# Trecho do texto

▼

Resenha | Um Lugar Bem Longe Daqui, Delia Owens
Um Lugar Bem Longe Daqui foi o livro que mais me surpreendeu em 2019. Além de ter me rendido a leitura por causa da hype, admito que a premissa não havia me chamado muito a atenção. Eu simplesmente precisava saber por que todo mundo estava falando sobre esse livro. Não lembro quanto tempo faz que eu me envolvia tanto com uma história, pensando nela durante o dia e torcendo pelos personagens.
A mágica vai acontecendo aos poucos, no decorrer das páginas. Kya teve que aprender a se virar sozinha desde muito pequena. Aos seis anos, viu sua mãe e seus irmãos abandoná-la, deixando-a com o pai de temperamento instável e abusivo. Ele passava dias fora sem qualquer satisfação, até um determinado momento em que simplesmente não retornou mais.
Dessa forma, Kya fez o que pode para sobreviver, tendo como principal companhia o brejo onde ficava o barracão em que ela morava. A conexão que ela cria com a natureza, que é a sua principal fonte de aprendizado e também sobrevivência, foi um dos elementos que mais me cativou durante a história.
“A natureza tinha cuidado dela, protegera-a e fora sua professora quando ninguém mais quisera fazê-lo.”
Entretanto, também temos alguns vislumbres de um futuro não muito distante, onde um corpo é descoberto no mesmo local em que Kya mora. Fiquei intrigada para compreender a partir de qual momento as duas histórias se entrelaçavam, mas a princípio confesso que não estava muito interessada nesse mistério. Eu queria saber como Kya faria para sobreviver.
O mistério do corpo encontrado vai ganhando significado ao longo da história. Existem muitos enigmas sobre a causa da morte, principalmente se foi um homicídio ou assassinato. Quase não há vestígios sobre o que realmente aconteceu, o que intriga o delegado e seus companheiros. Conforme avançamos na história de Kya, passamos a conhecer os moradores da cidade e por consequência especular o motivo da morte, quem poderia estar por trás dela ou qual a motivação de quem a fez. Se a fez.

▲

# Registros extraídos
▼

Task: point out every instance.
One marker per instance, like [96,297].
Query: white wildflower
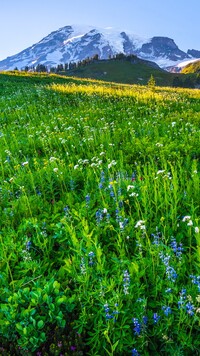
[130,187]
[190,223]
[186,217]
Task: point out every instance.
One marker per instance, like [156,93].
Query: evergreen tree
[151,83]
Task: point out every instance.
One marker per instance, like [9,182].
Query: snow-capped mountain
[75,43]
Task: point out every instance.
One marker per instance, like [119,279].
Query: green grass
[99,228]
[130,72]
[192,68]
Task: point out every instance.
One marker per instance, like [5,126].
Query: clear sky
[23,23]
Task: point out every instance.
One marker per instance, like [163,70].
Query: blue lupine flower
[107,309]
[99,216]
[168,290]
[145,320]
[176,248]
[137,326]
[66,210]
[196,280]
[87,198]
[126,283]
[190,309]
[91,255]
[71,184]
[135,352]
[156,238]
[171,273]
[167,310]
[156,318]
[28,245]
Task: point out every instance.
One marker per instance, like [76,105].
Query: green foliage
[193,67]
[99,229]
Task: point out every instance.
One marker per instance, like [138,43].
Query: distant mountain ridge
[74,43]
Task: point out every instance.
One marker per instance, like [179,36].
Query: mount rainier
[75,43]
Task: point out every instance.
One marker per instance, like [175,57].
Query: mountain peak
[73,43]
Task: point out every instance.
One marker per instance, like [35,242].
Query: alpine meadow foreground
[99,227]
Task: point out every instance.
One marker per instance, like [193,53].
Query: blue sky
[23,23]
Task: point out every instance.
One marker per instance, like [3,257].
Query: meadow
[99,227]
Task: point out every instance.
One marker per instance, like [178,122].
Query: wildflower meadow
[99,218]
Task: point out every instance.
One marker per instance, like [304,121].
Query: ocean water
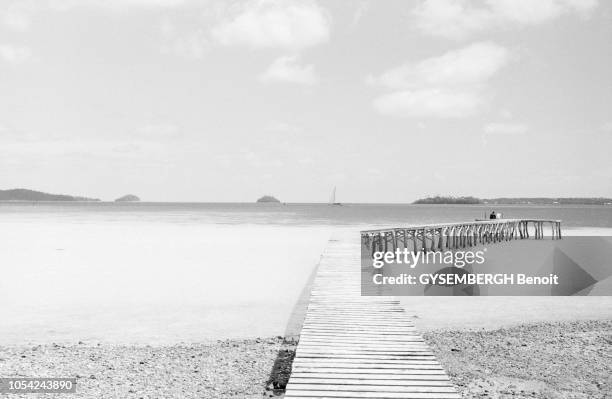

▲

# Enunciado 1
Quais familiares de Kya aparecem na resenha? Liste todos.
# Enunciado 2
Copie da resenha todo o trecho que vai de "A mágica vai" até "não retornou mais.".

# Resposta 1
- a mãe
- os irmãos
- o pai

# Resposta 2
A mágica vai acontecendo aos poucos, no decorrer das páginas. Kya teve que aprender a se virar sozinha desde muito pequena. Aos seis anos, viu sua mãe e seus irmãos abandoná-la, deixando-a com o pai de temperamento instável e abusivo. Ele passava dias fora sem qualquer satisfação, até um determinado momento em que simplesmente não retornou mais.